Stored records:

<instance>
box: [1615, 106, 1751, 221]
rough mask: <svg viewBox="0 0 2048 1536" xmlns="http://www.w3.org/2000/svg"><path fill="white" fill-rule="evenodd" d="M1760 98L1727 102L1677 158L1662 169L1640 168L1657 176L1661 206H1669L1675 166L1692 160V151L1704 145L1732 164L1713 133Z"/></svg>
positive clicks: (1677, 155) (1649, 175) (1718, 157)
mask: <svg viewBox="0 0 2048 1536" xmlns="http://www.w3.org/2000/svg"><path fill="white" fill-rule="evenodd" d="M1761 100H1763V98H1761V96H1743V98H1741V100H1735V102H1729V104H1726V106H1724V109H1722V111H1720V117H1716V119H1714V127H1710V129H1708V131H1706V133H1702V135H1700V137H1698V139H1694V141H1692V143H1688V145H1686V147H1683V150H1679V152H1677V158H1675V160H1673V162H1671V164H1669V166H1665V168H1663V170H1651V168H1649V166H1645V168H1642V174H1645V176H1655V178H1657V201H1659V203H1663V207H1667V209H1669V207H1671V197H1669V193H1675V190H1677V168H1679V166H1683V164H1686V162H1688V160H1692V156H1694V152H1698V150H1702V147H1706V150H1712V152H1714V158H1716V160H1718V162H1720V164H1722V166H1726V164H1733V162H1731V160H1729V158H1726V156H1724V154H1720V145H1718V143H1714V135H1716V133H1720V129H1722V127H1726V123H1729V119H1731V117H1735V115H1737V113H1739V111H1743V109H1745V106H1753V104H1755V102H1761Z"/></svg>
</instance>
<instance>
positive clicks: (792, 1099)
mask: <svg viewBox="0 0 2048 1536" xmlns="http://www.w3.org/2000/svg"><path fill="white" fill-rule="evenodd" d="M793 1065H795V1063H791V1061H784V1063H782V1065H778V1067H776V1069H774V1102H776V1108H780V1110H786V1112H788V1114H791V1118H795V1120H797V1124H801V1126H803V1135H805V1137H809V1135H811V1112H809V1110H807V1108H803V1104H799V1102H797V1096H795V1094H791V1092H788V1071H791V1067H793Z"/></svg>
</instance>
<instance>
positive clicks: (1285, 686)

* **Instruction**: Rewrite all the rows with "positive clicks" renamed to "foreground clicks" wherever it appears, keeping everything else unchanged.

* **Answer to this exercise**:
<instance>
box: [1615, 106, 1751, 221]
rough mask: <svg viewBox="0 0 2048 1536" xmlns="http://www.w3.org/2000/svg"><path fill="white" fill-rule="evenodd" d="M1760 98L1727 102L1677 158L1662 169L1640 168L1657 176L1661 206H1669L1675 166L1692 160V151L1704 145L1732 164L1713 133Z"/></svg>
foreground clicks: (1677, 155) (1649, 175) (1718, 157)
mask: <svg viewBox="0 0 2048 1536" xmlns="http://www.w3.org/2000/svg"><path fill="white" fill-rule="evenodd" d="M1761 100H1763V98H1761V96H1743V98H1741V100H1735V102H1729V104H1726V106H1724V109H1722V111H1720V117H1716V119H1714V127H1710V129H1708V131H1706V133H1702V135H1700V137H1698V139H1694V141H1692V143H1688V145H1686V147H1683V150H1679V152H1677V158H1675V160H1673V162H1671V164H1669V166H1665V168H1663V170H1651V168H1649V166H1645V168H1642V174H1645V176H1655V178H1657V201H1659V203H1663V207H1667V209H1669V207H1671V197H1669V193H1675V190H1677V168H1679V166H1683V164H1686V162H1688V160H1692V156H1694V152H1698V150H1702V147H1706V150H1712V152H1714V158H1716V160H1718V162H1720V164H1722V166H1726V164H1733V162H1731V160H1729V158H1726V156H1724V154H1720V145H1718V143H1714V135H1716V133H1720V129H1722V127H1726V123H1729V119H1731V117H1735V115H1737V113H1739V111H1743V109H1745V106H1753V104H1755V102H1761Z"/></svg>
</instance>
<instance>
foreground clicks: (792, 1099)
mask: <svg viewBox="0 0 2048 1536" xmlns="http://www.w3.org/2000/svg"><path fill="white" fill-rule="evenodd" d="M793 1065H795V1063H791V1061H784V1063H782V1065H778V1067H776V1069H774V1102H776V1108H780V1110H786V1112H788V1114H791V1118H795V1120H797V1124H801V1126H803V1135H805V1137H809V1135H811V1112H809V1110H807V1108H803V1104H799V1102H797V1096H795V1094H791V1092H788V1071H791V1067H793Z"/></svg>
</instance>
<instance>
foreground clicks: (1285, 686)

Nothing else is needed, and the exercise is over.